■ GIVEN TASK
Turn the lines below, from the line containing "Searching for any white lane" through the line containing "[291, 178, 323, 198]", both included, into a JSON list of strings with one string per line. Leave out blank lines and any lines outside that span.

:::

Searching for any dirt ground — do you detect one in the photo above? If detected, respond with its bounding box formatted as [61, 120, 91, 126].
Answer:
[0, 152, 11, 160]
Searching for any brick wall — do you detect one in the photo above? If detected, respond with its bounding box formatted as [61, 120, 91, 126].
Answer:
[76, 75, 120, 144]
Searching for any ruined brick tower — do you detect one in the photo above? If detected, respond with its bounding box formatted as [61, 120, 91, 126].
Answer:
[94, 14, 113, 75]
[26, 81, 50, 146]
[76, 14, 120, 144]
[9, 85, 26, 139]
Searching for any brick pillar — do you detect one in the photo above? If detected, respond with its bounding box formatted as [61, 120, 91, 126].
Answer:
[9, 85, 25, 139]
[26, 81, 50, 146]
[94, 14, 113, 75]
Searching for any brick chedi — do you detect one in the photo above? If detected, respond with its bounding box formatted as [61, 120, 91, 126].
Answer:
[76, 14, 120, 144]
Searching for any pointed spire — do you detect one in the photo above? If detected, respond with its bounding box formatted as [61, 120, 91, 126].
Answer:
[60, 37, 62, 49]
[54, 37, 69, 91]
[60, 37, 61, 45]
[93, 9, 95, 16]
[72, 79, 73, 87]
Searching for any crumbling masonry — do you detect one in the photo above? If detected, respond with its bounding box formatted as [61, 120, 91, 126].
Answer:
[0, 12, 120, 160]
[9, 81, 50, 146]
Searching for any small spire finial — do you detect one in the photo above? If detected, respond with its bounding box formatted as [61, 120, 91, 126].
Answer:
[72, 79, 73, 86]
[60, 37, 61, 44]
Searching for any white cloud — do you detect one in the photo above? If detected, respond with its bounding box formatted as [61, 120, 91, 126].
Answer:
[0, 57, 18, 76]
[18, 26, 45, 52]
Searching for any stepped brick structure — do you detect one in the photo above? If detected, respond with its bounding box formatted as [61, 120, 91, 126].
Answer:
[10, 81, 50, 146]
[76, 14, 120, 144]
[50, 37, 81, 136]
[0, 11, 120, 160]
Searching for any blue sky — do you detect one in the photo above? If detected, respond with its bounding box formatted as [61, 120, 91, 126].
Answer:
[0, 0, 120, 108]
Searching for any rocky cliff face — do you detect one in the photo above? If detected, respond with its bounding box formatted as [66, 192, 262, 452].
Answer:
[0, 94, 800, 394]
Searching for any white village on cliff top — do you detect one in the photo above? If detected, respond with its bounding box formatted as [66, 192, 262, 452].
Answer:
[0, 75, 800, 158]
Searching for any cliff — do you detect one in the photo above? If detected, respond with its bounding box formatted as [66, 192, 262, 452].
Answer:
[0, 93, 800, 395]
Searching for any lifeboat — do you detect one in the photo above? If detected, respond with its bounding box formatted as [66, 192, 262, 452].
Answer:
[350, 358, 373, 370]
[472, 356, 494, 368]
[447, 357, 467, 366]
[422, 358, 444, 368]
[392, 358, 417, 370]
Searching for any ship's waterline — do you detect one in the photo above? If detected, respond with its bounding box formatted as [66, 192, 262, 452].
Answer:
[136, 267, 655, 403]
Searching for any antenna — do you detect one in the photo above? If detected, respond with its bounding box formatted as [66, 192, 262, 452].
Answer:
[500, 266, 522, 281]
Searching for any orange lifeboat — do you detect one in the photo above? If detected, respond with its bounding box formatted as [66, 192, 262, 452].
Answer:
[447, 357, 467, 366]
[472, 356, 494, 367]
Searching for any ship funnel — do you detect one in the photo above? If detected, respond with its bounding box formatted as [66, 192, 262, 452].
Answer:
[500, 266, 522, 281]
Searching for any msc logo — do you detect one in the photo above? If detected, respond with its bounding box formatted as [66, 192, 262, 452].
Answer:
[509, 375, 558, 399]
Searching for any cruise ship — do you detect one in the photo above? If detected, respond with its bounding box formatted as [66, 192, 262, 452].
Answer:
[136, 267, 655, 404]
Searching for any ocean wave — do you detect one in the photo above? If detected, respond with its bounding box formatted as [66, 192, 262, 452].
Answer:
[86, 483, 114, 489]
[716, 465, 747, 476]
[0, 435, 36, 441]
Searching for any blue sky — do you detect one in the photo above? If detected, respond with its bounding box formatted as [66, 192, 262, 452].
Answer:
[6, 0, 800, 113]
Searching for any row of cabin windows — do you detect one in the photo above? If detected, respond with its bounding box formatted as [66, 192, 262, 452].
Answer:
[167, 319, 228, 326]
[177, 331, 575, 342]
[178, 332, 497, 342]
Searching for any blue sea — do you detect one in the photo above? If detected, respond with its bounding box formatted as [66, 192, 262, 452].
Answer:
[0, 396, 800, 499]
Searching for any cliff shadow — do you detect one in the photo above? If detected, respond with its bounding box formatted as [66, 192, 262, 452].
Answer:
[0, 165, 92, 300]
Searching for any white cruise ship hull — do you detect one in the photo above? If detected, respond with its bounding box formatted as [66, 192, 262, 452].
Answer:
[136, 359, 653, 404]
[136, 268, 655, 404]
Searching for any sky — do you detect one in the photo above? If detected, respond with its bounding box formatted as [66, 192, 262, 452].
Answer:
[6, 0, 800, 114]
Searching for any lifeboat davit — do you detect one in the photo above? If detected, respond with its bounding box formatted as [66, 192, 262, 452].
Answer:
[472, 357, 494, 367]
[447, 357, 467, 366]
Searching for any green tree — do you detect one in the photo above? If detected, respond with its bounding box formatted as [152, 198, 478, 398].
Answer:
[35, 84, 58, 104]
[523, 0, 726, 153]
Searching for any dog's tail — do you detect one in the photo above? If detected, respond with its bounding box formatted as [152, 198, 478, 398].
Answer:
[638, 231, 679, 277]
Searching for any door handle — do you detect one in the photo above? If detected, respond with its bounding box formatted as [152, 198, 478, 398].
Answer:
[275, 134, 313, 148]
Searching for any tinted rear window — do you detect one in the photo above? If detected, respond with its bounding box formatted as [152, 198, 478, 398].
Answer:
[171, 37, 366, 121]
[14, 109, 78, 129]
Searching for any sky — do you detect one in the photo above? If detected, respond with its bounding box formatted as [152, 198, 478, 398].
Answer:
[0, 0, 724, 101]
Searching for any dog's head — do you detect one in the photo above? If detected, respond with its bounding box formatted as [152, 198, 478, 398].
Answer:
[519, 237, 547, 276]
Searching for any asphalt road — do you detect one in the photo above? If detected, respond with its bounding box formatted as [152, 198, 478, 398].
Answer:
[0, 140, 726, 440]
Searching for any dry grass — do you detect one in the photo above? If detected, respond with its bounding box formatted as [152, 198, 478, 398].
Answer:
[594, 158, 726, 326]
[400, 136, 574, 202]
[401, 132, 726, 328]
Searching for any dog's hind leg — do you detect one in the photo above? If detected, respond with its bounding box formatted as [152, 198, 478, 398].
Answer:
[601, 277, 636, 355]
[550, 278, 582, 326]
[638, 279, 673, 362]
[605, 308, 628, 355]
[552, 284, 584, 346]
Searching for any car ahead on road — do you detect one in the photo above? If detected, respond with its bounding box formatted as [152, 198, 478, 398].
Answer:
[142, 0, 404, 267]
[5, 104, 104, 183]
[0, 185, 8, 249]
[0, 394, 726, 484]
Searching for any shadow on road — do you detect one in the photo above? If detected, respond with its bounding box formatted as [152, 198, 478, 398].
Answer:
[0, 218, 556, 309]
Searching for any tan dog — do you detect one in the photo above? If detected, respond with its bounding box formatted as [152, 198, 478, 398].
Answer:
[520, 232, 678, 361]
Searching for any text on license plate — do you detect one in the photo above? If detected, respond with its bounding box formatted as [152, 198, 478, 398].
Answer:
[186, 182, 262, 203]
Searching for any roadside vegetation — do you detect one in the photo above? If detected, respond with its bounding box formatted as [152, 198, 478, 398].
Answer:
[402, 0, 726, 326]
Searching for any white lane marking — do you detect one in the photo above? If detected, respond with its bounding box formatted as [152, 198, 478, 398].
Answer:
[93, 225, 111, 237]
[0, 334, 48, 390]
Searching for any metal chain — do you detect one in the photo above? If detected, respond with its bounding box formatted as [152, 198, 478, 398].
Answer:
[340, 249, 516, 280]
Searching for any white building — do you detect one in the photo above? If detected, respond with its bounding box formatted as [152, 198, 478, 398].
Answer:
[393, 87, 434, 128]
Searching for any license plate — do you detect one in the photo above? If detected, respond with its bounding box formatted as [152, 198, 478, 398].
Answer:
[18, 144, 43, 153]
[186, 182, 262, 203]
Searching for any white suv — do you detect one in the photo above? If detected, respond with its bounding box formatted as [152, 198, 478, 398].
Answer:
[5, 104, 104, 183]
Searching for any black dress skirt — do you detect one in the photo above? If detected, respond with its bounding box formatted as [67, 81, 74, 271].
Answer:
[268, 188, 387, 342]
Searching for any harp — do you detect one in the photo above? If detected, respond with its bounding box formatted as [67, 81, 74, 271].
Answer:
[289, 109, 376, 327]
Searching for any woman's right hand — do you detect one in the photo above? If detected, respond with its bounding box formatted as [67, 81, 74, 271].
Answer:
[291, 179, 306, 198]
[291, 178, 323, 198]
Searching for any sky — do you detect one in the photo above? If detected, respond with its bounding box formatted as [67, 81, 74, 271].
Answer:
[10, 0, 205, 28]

:::

■ IN RESPONSE
[
  "Searching for any white lane marking — do you detect one in the photo above? If detected, respond with its bounding box formatted as [152, 198, 478, 398].",
  "Answer:",
  "[93, 225, 111, 237]",
  "[0, 334, 48, 390]",
  "Searching for any metal chain — do you detect one in the photo above? If detected, respond with its bounding box formatted as [152, 198, 478, 398].",
  "Answer:",
  "[340, 249, 516, 280]",
  "Searching for any white building — do you detect one in the photo above? If detected, respond with its bounding box formatted as [152, 198, 478, 398].",
  "Answer:",
  "[393, 87, 434, 128]",
  "Searching for any license plate — do you detect one in the photo above? If detected, respond with its bounding box formatted as [152, 198, 478, 398].",
  "Answer:",
  "[18, 144, 43, 153]",
  "[186, 182, 262, 203]",
  "Searching for any white suv — do you detect one in the photo above? If detected, respond with its bounding box formatted as [152, 198, 478, 398].",
  "Answer:",
  "[5, 104, 104, 183]",
  "Searching for any black dress skirt — do you detect one in the photo above? If detected, respond with its bounding box formatted as [67, 81, 74, 271].",
  "Answer:",
  "[268, 188, 387, 342]",
  "Searching for any harp — do you detect one in the photo above? If detected, respond with its bounding box formatted as [67, 81, 74, 271].",
  "Answer:",
  "[289, 109, 376, 327]",
  "Searching for any woman's right hand — do you detect one in the photo above? If detected, respond with its bounding box formatted as [67, 81, 74, 271].",
  "Answer:",
  "[291, 179, 306, 198]",
  "[291, 178, 323, 198]"
]